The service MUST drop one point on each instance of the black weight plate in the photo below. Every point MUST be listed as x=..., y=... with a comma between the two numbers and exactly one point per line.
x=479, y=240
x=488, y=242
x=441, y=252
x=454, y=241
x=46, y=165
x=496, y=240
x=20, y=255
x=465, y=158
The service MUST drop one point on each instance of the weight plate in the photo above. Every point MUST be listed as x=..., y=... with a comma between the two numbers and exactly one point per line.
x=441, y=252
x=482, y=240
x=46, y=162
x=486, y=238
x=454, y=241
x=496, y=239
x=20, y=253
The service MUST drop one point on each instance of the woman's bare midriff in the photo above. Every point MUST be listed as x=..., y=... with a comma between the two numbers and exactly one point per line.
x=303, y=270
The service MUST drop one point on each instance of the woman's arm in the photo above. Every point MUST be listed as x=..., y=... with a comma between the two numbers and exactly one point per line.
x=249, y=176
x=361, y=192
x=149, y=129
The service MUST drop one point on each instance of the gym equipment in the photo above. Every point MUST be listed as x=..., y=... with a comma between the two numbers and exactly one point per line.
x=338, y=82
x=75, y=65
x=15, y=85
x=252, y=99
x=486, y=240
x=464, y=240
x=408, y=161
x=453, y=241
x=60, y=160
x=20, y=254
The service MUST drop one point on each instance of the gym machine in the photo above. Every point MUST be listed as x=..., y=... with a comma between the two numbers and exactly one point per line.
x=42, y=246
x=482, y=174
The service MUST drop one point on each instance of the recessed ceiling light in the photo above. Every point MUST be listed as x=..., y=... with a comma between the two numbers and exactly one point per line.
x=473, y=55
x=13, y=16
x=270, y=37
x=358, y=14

* * * * *

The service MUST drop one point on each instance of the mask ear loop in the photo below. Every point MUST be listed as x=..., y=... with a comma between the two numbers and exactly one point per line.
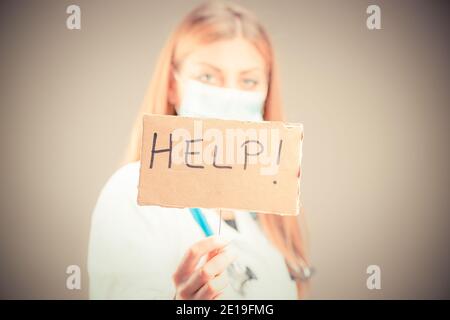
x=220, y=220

* * * * *

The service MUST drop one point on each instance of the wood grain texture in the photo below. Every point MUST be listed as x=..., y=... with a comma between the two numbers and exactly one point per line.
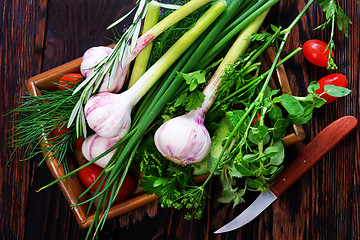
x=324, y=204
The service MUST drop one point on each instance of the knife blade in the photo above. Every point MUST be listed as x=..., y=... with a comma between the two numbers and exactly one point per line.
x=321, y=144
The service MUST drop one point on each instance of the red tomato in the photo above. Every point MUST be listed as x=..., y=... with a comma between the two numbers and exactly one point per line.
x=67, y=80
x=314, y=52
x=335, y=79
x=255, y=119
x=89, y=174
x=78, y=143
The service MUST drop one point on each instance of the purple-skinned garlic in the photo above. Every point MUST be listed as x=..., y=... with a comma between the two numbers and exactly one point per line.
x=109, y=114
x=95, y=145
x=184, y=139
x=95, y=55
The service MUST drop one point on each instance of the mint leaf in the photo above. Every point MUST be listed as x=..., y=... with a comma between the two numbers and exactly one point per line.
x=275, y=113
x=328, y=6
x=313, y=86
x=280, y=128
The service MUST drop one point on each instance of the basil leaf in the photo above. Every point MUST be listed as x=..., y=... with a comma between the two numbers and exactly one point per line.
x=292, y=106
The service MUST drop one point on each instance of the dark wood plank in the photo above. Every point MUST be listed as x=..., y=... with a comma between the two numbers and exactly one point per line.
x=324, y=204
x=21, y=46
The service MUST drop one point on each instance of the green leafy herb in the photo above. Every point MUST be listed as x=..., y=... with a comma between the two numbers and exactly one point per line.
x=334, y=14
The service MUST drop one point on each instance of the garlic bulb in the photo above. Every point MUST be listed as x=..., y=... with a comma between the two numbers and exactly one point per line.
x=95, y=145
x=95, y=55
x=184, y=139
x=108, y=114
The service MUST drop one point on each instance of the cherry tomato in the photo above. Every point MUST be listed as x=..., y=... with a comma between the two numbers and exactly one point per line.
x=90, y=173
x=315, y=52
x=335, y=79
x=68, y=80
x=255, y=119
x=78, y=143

* * * * *

Output the records as a JSON list of strings, one string per line with blank lines omitted, covering only the stretch from the line containing "the gym equipment" through the line containing "x=358, y=14".

> **RESULT**:
[
  "The service MUST drop one point on each instance of the gym equipment in the photo above. Every point MUST be listed as x=..., y=... with a comma between the two numbers and exactly one point per line.",
  "x=338, y=82",
  "x=75, y=65",
  "x=15, y=85",
  "x=252, y=99",
  "x=486, y=240",
  "x=464, y=240",
  "x=408, y=161",
  "x=453, y=241",
  "x=60, y=160",
  "x=20, y=254",
  "The service MUST drop one point on each instance of the gym machine in the photo above. Every point MUST be listed as x=..., y=... with a comma between the two numbers and exactly one point per line.",
  "x=42, y=246",
  "x=482, y=174",
  "The service MUST drop one point on each instance of the recessed ceiling light in the photo above. Every point MUST be listed as x=..., y=... with a comma between the two numbers and exactly one point per line.",
  "x=473, y=55",
  "x=13, y=16",
  "x=270, y=37",
  "x=358, y=14"
]